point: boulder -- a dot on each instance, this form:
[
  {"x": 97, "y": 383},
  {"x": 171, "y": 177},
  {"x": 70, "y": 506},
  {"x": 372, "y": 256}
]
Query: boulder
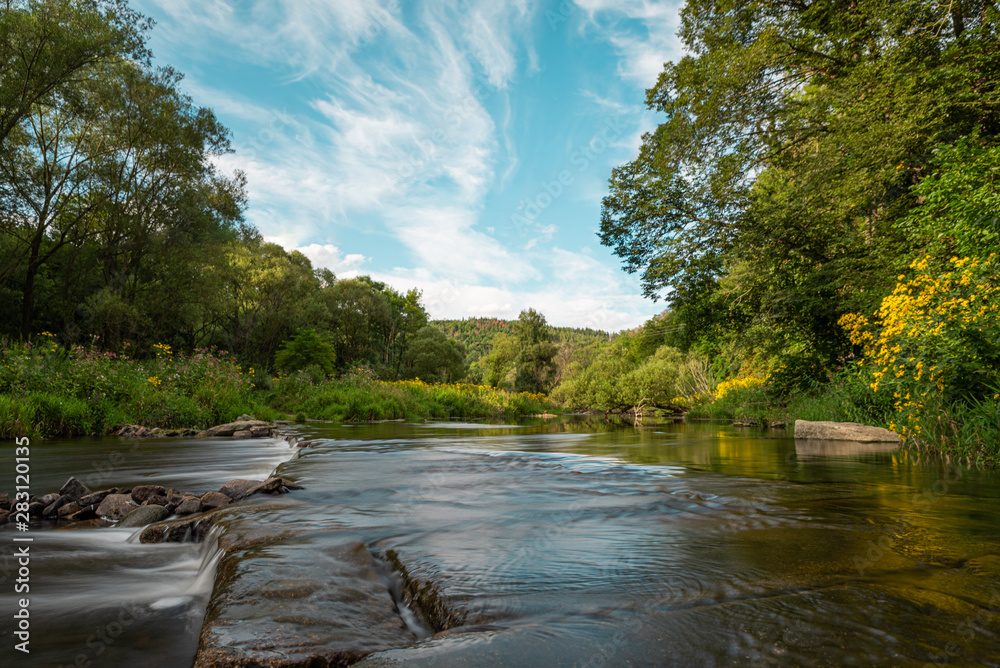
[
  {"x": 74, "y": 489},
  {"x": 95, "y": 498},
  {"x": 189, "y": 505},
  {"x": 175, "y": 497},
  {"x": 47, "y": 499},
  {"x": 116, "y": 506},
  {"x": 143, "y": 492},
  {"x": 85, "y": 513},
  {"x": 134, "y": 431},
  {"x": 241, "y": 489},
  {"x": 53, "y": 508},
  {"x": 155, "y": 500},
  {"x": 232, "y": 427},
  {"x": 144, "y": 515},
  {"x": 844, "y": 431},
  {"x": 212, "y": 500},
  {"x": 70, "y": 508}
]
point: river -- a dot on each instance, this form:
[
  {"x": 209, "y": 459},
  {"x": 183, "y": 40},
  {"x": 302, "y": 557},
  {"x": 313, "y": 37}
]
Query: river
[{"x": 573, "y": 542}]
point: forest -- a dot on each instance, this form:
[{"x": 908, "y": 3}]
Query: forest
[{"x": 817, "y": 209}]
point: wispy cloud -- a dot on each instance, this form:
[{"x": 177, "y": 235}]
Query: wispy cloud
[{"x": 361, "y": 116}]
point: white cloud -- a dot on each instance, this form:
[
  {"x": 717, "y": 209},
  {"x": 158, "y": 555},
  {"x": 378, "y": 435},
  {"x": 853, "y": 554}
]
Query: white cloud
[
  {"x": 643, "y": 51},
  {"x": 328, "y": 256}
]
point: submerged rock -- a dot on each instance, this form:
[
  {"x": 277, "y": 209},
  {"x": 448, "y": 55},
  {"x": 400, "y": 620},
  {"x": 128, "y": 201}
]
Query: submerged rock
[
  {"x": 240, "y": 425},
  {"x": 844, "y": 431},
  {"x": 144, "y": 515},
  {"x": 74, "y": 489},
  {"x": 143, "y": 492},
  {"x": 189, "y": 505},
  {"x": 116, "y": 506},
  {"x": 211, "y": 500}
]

◆ ◆ ◆ ◆

Brief =
Every line of the records above where the string "each" is found should be copied.

Exercise result =
point: boulder -- a dot on each instance, this form:
point: river -- a dot on each instance, this form:
point: forest -- a dot on each instance, this form:
point: wispy cloud -- a dot on each instance, this form:
point: white cloud -- a dot on each instance, this form:
point: submerged rock -- a dot on each instance, this form:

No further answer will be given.